◆ **DIRECTIONS FOR THIS TASK**: This exercise calls for every record to be set down again, exactly and in full.
▽
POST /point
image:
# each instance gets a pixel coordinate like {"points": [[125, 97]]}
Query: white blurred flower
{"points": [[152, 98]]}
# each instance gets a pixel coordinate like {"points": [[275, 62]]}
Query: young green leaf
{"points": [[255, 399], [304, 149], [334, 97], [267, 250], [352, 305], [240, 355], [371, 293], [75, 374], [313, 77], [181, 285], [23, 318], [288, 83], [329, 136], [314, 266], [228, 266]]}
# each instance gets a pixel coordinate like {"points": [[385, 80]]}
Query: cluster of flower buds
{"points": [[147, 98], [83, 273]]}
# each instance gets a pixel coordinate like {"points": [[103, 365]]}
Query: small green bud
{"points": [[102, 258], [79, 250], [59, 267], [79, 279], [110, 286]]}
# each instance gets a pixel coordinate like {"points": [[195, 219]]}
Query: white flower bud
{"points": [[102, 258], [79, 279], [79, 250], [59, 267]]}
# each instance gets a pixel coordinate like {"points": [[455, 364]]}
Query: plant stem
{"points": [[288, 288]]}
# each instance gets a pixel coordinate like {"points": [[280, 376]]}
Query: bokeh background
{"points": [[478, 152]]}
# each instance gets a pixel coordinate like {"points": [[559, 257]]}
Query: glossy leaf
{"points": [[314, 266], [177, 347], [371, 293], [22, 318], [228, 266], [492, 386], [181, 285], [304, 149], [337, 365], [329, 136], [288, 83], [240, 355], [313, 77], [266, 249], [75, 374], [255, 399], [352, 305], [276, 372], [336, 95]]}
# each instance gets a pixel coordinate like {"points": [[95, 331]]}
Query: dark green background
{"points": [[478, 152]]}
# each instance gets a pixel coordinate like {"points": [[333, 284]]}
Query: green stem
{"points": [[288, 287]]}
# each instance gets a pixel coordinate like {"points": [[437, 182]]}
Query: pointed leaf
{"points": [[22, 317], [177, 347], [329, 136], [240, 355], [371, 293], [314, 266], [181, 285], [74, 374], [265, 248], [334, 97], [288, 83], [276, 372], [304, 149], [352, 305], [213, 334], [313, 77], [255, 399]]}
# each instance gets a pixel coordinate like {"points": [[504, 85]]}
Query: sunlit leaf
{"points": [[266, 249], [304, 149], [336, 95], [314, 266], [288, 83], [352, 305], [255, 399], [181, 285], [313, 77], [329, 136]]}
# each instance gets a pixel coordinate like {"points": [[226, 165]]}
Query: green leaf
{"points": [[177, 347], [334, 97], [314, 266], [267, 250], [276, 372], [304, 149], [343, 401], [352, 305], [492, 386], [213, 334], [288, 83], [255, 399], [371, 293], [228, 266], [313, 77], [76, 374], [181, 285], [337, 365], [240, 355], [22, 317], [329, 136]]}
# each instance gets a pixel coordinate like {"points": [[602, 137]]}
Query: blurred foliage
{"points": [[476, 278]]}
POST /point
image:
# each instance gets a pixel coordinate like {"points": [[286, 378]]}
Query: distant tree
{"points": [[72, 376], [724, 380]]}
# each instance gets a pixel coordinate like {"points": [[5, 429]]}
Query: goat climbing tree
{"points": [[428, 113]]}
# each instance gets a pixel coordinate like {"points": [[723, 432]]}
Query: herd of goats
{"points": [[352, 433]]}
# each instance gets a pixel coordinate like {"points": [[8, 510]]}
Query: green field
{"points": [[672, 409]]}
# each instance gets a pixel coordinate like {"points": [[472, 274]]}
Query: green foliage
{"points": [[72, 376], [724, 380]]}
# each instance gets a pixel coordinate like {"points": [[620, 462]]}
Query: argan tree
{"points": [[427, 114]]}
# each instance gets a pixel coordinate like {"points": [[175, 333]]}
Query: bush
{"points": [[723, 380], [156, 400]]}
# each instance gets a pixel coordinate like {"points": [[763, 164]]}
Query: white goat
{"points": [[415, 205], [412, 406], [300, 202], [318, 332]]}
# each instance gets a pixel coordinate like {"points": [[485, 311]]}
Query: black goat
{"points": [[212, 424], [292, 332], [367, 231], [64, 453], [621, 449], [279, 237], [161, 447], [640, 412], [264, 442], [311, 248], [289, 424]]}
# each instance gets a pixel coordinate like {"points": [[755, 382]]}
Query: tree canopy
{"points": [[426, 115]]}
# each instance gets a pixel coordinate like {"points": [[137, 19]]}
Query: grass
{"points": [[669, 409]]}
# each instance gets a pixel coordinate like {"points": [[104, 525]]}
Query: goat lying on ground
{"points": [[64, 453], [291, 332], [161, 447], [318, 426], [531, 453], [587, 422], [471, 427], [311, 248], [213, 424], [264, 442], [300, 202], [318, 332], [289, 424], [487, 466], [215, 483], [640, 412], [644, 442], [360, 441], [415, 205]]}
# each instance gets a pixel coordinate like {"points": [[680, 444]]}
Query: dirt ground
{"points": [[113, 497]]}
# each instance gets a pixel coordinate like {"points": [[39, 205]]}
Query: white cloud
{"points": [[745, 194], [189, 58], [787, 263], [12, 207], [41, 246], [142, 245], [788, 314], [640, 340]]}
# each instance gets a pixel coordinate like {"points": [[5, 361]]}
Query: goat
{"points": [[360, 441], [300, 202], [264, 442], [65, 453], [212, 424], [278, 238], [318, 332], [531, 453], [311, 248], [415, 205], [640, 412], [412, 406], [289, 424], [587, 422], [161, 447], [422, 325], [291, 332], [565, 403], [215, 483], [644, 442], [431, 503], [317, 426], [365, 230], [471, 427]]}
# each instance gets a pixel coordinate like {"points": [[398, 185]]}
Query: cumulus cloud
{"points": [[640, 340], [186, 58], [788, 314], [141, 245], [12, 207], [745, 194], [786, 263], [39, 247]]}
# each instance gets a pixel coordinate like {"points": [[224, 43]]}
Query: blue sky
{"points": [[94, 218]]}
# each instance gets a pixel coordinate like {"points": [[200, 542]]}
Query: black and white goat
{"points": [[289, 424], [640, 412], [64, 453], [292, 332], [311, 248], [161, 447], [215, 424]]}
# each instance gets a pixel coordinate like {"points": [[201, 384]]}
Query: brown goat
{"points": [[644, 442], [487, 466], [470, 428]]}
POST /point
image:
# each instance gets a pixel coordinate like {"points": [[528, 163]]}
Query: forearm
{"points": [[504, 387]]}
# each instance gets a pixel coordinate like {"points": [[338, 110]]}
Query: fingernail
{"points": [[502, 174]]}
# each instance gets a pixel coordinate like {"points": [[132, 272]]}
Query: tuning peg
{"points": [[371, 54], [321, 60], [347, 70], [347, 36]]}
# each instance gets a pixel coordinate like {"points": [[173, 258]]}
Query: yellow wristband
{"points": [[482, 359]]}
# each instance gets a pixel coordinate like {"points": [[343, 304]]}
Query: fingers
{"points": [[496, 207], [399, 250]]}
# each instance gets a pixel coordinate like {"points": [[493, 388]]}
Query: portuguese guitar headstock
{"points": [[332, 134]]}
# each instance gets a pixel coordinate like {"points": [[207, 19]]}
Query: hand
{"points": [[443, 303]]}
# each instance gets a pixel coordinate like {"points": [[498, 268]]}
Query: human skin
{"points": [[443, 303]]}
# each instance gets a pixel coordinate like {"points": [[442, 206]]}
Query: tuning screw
△
◆ **RESULT FOR THIS TASK**:
POST /point
image:
# each instance gets a pixel coordinate like {"points": [[125, 97]]}
Query: white blurred flower
{"points": [[152, 98]]}
# each instance gets a pixel coordinate like {"points": [[275, 62]]}
Query: young green leaf
{"points": [[255, 399], [304, 149], [334, 97], [267, 250], [352, 305], [240, 355], [371, 293], [75, 374], [313, 77], [181, 285], [23, 318], [288, 83], [329, 136], [314, 266], [228, 266]]}
# each instance gets a pixel coordinate like {"points": [[385, 80]]}
Query: cluster of flower buds
{"points": [[147, 98], [83, 273]]}
# each instance gets a pixel coordinate like {"points": [[103, 365]]}
Query: small green bud
{"points": [[102, 258], [79, 250], [59, 267], [79, 279], [110, 286]]}
# each instance gets a pixel coordinate like {"points": [[195, 219]]}
Query: white flower bud
{"points": [[102, 258], [79, 279], [79, 250], [59, 267]]}
# each instance gets a pixel coordinate like {"points": [[455, 364]]}
Query: plant stem
{"points": [[288, 288]]}
# each instance gets a pixel coordinate like {"points": [[280, 376]]}
Query: bokeh background
{"points": [[478, 152]]}
# each instance gets a pixel coordinate like {"points": [[559, 257]]}
Query: glossy leaf
{"points": [[314, 266], [177, 347], [371, 293], [22, 318], [228, 266], [492, 386], [181, 285], [304, 149], [337, 365], [329, 136], [288, 83], [240, 355], [313, 77], [266, 249], [75, 374], [255, 399], [352, 305], [276, 372], [336, 95]]}
# each instance gets a pixel coordinate like {"points": [[95, 331]]}
Query: dark green background
{"points": [[478, 152]]}
# each instance gets a pixel coordinate like {"points": [[333, 284]]}
Query: green stem
{"points": [[288, 287]]}
# each instance gets a pixel coordinate like {"points": [[437, 182]]}
Query: pointed leaf
{"points": [[22, 317], [177, 347], [329, 136], [240, 355], [371, 293], [314, 266], [181, 285], [74, 374], [265, 248], [334, 97], [288, 83], [276, 372], [304, 149], [352, 305], [213, 334], [313, 77], [255, 399]]}
# each instance gets a pixel coordinate like {"points": [[504, 85]]}
Query: sunlit leaf
{"points": [[266, 249], [304, 149], [336, 95], [314, 266], [288, 83], [352, 305], [255, 399], [181, 285], [313, 77], [329, 136]]}
# each instance gets a pixel coordinate like {"points": [[226, 165]]}
Query: green leaf
{"points": [[177, 347], [334, 97], [314, 266], [267, 250], [276, 372], [304, 149], [343, 401], [352, 305], [492, 386], [213, 334], [288, 83], [255, 399], [371, 293], [228, 266], [313, 77], [76, 374], [181, 285], [337, 365], [240, 355], [22, 317], [329, 136]]}
# each instance gets a pixel coordinate like {"points": [[602, 137]]}
Query: blurred foliage
{"points": [[476, 278]]}
POST /point
image:
# each instance gets a pixel coordinate like {"points": [[286, 378]]}
Query: distant tree
{"points": [[72, 376], [724, 380]]}
# each instance gets a pixel coordinate like {"points": [[5, 429]]}
Query: goat climbing tree
{"points": [[428, 113]]}
# each instance gets a pixel coordinate like {"points": [[723, 432]]}
Query: herd of goats
{"points": [[352, 433]]}
# each instance gets a pixel coordinate like {"points": [[8, 510]]}
Query: green field
{"points": [[672, 409]]}
# each instance gets a pixel coordinate like {"points": [[472, 274]]}
Query: green foliage
{"points": [[72, 376], [724, 380]]}
# each instance gets a pixel coordinate like {"points": [[620, 462]]}
Query: argan tree
{"points": [[427, 114]]}
# each instance gets a pixel coordinate like {"points": [[175, 333]]}
Query: bush
{"points": [[723, 380], [156, 400]]}
# each instance gets a pixel coordinate like {"points": [[763, 164]]}
Query: white goat
{"points": [[415, 205], [412, 406], [300, 202], [318, 332]]}
# each instance gets a pixel coordinate like {"points": [[485, 311]]}
Query: black goat
{"points": [[212, 424], [292, 332], [367, 231], [64, 453], [621, 449], [279, 237], [161, 447], [640, 412], [264, 442], [311, 248], [289, 424]]}
# each instance gets a pixel coordinate like {"points": [[755, 382]]}
Query: tree canopy
{"points": [[426, 115]]}
# each instance gets a pixel coordinate like {"points": [[137, 19]]}
Query: grass
{"points": [[669, 409]]}
# each instance gets a pixel coordinate like {"points": [[104, 525]]}
Query: goat lying on ground
{"points": [[64, 453], [291, 332], [161, 447], [318, 426], [531, 453], [587, 422], [471, 427], [311, 248], [213, 424], [264, 442], [300, 202], [318, 332], [289, 424], [487, 466], [215, 483], [640, 412], [644, 442], [360, 441], [415, 205]]}
# each instance gets a pixel coordinate like {"points": [[680, 444]]}
Query: dirt ground
{"points": [[113, 497]]}
# each instance gets a pixel coordinate like {"points": [[39, 205]]}
Query: white cloud
{"points": [[745, 194], [189, 58], [787, 263], [12, 207], [41, 246], [142, 245], [788, 314], [640, 340]]}
# each instance gets a pixel coordinate like {"points": [[5, 361]]}
Query: goat
{"points": [[360, 441], [300, 202], [264, 442], [65, 453], [212, 424], [278, 238], [318, 332], [531, 453], [311, 248], [415, 205], [640, 412], [412, 406], [289, 424], [587, 422], [161, 447], [422, 325], [291, 332], [565, 403], [215, 483], [644, 442], [431, 503], [317, 426], [365, 230], [471, 427]]}
# each instance gets a pixel coordinate like {"points": [[398, 185]]}
Query: cumulus cloud
{"points": [[640, 340], [186, 58], [788, 314], [141, 245], [12, 207], [745, 194], [786, 263], [39, 247]]}
# each instance gets a pixel coordinate like {"points": [[224, 43]]}
Query: blue sky
{"points": [[94, 218]]}
# each instance gets a pixel coordinate like {"points": [[200, 542]]}
Query: black and white goat
{"points": [[289, 424], [640, 412], [64, 453], [292, 332], [311, 248], [161, 447], [215, 424]]}
# each instance gets a pixel coordinate like {"points": [[201, 384]]}
Query: brown goat
{"points": [[644, 442], [487, 466], [470, 428]]}
POST /point
image:
# each instance gets a pixel coordinate like {"points": [[528, 163]]}
Query: forearm
{"points": [[504, 387]]}
# each instance gets a pixel coordinate like {"points": [[338, 110]]}
Query: fingernail
{"points": [[502, 174]]}
# each instance gets a pixel coordinate like {"points": [[132, 272]]}
Query: tuning peg
{"points": [[371, 54], [321, 60], [347, 70], [347, 36]]}
# each instance gets a pixel coordinate like {"points": [[173, 258]]}
Query: yellow wristband
{"points": [[482, 359]]}
# each instance gets a pixel coordinate like {"points": [[343, 304]]}
Query: fingers
{"points": [[496, 207], [399, 250]]}
# each instance gets a pixel coordinate like {"points": [[493, 388]]}
Query: portuguese guitar headstock
{"points": [[332, 134]]}
# each instance gets a pixel coordinate like {"points": [[207, 19]]}
Query: hand
{"points": [[443, 303]]}
# each instance gets a pixel coordinate like {"points": [[498, 268]]}
Query: human skin
{"points": [[443, 303]]}
# each instance gets a pixel coordinate like {"points": [[442, 206]]}
Query: tuning screw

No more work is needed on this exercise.